EXERCISES TO COMPLETE:
• A. Using the text on torch science, answer each question below on its own line, marking the answers (i), (ii) and (iii).
(i) What four main parts does a torch comprise?
(ii) Which battery type does the text call the clear winner on all counts?
(iii) What determines the narrowest beam a torch can produce?
• B. Write the next part of the text on torch science, picking up after its final sentence.

QUOTED TEXT:
□ □ □
DBG: Simple science about torches
A torch comprises four main parts: the energy supply, the source of light, the optics to create a beam, and the casing and controls.
Lets start by looking at alternatives for the energy supply. Most obviously we have batteries, with clockwork, butane gas, flammable liquids, and others as "fringe" sources. The energy source needs to be compact and light, and the most important parameter here is the energy density. This is measured in Watt-hours per gram - the higher the better.
First look at the values for common batteries - first rechargeable, then single-use. (updated Feb 2015)
|Type||Size||Volts||Capacity||Energy||Price||weight||Price p/Wh||E density|
|V||Ah||Wh||p||g||Wh / g|
The clear winner on all counts is the Li-Ion rechargeable cell.
However lets compare this with common fuels.
|Fuel||Cost per kg||Density||Price||Energy density|
|(p)||(g / litre)||(p / Wh )||Wh / g|
|hydrocarbons - petrol, diesel, paraffin etc and gases - butane, propane||190||737||0.016||12|
|alcohols - ethanol, methanol||190||785||0.032||6|
By comparison with batteries, hydrocarbons and alcohols are a very economical, portable and compact energy source. Even the alcohols have an energy density 30 times that of the best batteries!
All torches use a reflector, and in some cases a lens to focus the beam.
The reflector is the most important part of the optical arrangement of a torch. It gathers the light from the light source and forms it into a parallel beam. If this is made accurately, with the light source positioned in exactly the right place, the beam will show an image of the light source. Any errors will result in distortion and softening of the beam.
There are two main types of reflector surface - they can be mirror-like "specular" or textured "orange peel". The orange peel type give a smoother change from the "hotspot" - the brightest part of the beam. It also evens out slight imperfections in production. Orange peel is by far the most popular kind of reflector.
Some of the light from the source goes forward and misses the reflector. This provides "spill" - a wide, dim circle of light which is useful as it lights up the area just in front of you and lets you see your immediate surroundings.
The narrowest beam you can get is determined by the ratio between the source and the reflector diameters - small source, big reflector, tight beam.
□ □ □
ENTRIES SUPPLIED:
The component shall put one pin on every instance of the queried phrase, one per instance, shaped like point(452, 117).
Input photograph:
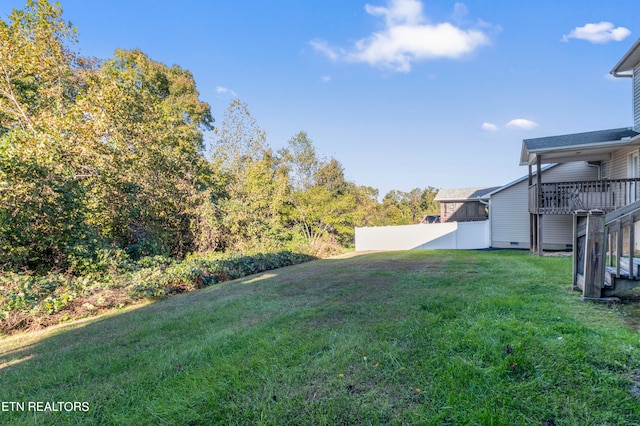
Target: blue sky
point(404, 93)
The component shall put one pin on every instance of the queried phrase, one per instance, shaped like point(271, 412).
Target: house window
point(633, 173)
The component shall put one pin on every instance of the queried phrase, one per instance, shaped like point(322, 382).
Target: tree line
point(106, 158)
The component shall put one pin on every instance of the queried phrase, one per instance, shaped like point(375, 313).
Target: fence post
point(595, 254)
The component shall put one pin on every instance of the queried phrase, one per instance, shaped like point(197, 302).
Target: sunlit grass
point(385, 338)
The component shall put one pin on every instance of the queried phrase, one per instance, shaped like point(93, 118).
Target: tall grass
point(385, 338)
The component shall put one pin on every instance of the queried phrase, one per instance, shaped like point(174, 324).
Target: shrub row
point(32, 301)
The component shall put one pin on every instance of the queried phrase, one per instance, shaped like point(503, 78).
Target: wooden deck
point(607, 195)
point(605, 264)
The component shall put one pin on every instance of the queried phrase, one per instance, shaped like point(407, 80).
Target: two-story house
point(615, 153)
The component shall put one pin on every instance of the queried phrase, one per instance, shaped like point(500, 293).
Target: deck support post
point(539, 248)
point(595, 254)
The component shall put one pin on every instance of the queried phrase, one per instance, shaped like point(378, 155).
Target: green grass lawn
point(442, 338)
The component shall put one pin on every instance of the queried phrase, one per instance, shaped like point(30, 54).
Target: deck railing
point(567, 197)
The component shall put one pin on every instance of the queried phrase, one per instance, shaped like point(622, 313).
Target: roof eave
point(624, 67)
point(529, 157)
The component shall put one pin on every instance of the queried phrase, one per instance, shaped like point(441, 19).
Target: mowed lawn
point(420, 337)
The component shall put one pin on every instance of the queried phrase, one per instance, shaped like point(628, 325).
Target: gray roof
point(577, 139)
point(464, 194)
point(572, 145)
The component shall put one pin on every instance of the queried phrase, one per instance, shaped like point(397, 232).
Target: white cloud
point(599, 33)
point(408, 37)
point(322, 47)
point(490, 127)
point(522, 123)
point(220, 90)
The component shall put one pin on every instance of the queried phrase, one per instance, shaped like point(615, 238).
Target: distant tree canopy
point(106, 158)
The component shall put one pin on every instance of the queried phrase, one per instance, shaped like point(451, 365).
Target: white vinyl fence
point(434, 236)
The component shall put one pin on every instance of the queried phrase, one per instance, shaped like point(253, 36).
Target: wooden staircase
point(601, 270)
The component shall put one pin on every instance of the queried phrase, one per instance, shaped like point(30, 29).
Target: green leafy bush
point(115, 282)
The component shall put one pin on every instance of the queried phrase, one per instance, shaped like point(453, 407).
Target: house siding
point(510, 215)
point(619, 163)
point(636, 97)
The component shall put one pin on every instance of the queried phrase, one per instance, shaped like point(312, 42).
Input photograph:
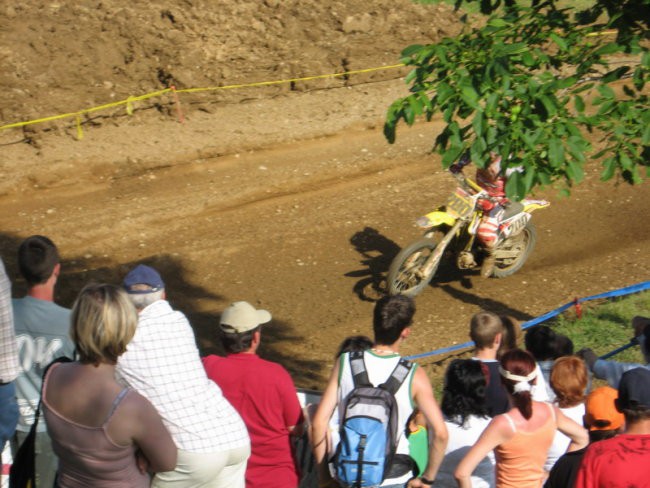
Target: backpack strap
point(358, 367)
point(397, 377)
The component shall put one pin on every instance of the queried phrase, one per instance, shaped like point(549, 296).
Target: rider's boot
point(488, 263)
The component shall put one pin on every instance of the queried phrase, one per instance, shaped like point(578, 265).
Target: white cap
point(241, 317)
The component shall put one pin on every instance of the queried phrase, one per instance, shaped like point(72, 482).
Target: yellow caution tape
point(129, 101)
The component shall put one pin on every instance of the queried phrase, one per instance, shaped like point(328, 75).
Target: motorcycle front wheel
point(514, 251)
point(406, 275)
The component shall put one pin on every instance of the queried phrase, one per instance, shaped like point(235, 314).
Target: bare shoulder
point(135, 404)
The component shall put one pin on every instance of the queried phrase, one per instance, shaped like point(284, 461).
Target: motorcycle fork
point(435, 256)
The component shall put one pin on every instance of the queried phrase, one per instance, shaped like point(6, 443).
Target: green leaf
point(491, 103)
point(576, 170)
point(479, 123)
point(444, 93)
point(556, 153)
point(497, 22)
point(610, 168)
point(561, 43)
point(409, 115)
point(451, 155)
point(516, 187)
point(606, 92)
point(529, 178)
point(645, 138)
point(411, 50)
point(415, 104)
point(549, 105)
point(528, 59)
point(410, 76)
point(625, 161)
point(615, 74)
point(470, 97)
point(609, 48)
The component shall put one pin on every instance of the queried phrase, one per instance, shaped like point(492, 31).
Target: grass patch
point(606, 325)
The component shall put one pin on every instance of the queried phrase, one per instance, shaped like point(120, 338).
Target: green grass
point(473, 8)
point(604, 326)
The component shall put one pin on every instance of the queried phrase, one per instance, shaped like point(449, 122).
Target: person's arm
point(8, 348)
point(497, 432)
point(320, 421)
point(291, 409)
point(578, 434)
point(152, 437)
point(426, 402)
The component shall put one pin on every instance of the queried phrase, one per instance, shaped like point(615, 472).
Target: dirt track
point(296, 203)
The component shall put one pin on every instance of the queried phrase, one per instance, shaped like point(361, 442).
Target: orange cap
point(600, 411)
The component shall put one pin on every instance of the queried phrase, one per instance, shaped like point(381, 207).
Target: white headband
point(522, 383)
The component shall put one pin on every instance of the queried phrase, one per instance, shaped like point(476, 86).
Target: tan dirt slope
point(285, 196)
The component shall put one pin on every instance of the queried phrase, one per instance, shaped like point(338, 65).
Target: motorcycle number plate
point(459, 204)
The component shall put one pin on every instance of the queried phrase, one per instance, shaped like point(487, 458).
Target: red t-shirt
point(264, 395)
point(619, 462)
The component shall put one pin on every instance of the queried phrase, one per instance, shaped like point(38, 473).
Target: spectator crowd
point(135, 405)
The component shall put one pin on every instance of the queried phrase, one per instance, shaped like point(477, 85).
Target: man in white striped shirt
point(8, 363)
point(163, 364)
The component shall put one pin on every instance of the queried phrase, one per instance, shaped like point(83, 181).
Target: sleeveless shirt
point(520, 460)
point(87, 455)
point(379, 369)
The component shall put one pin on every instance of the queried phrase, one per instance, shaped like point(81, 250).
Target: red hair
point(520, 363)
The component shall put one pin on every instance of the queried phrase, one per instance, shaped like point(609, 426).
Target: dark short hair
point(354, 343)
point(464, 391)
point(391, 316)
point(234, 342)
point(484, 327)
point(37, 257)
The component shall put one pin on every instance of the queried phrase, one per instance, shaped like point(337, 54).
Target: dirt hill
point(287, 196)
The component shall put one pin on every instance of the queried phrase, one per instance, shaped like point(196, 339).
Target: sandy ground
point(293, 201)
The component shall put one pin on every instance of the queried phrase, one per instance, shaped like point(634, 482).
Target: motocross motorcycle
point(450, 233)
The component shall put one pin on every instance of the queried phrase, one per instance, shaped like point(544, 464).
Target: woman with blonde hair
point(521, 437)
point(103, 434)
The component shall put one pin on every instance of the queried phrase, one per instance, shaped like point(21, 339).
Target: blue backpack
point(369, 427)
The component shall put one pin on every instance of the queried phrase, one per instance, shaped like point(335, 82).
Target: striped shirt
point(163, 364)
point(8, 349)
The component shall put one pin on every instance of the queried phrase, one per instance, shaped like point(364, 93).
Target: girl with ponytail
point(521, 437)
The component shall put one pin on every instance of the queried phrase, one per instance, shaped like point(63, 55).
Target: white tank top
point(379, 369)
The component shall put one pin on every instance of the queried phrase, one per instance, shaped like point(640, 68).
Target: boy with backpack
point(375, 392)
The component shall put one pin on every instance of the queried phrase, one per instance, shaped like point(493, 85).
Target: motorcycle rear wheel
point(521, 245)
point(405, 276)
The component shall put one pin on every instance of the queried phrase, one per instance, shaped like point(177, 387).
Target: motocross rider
□ □ □
FINAL RESULTS:
• A.
(i) The energy supply, the source of light, the optics to create a beam, and the casing and controls.
(ii) The Li-Ion rechargeable cell.
(iii) The ratio between the source and the reflector diameters.

• B.
To get a good beam you need a compact light source.
Casing and controls
The casing provides protection for the components; keeps the optics correctly aligned; acts as a heat sink to remove heat from the light source; and completes the return circuit for the current.
A high power LED is normally mounted on a board which is supported by a metal "pill", and this often accommodates the control circuit also. Its important that there is good thermal contact from the LED to the body of the torch, or the LED will overheat and fail.
|Main choices for a light source are:||Source||lm/W|
|Flames. Candles and wick lamps are still very widely used for lighting where mains electricity is not available.
The main source of light is hot carbon particles in the flame. These are caused by incomplete combustion of the fuel, so efficiency is very low.
|Gas mantles. These are made from ceramic materials that are able to resist heat well. Fuel - paraffin or gas is burnt to heat the mantle. Because the combustion is much more complete the efficiency can be much higher. These mantles exhibit "candoluminescence" - they emit light at shorter wavelengths (i.e. bluer) than their temperature would suggest.||1|
|Heated filament. Incandescent bulbs work by passing a current through the filament which causes it to heat up. For best efficiency the temperature should be as high as possible; however at high temperatures the tungsten evaporates and gets deposited as a black layer on the glass. Eventually the filament becomes too thin and breaks.||12|
|Gas-filled bulbs These are often filled with a mixture of nitrogen and argon. The higher pressure reduces the evaporation of tungsten from the filament.
However a gas fill does conduct heat from the filament and this heat loss reduces efficiency. Where maximum efficiency is important a more expensive gas such as krypton or xenon may be used. These are better at reducing evaporation, and also conduct heat less.
|Tungsten - Halogen bulbs By adding a small amount of a halogen (often Iodine) the tungsten on the capsule is returned to the filament. This needs the capsule to be hot (200C) so quartz is often used instead of glass.
A gas fill as above can also be used to further improve efficiency. A typical 55W lamp (H7) emits 1400 lm or 1600lm with xenon fill.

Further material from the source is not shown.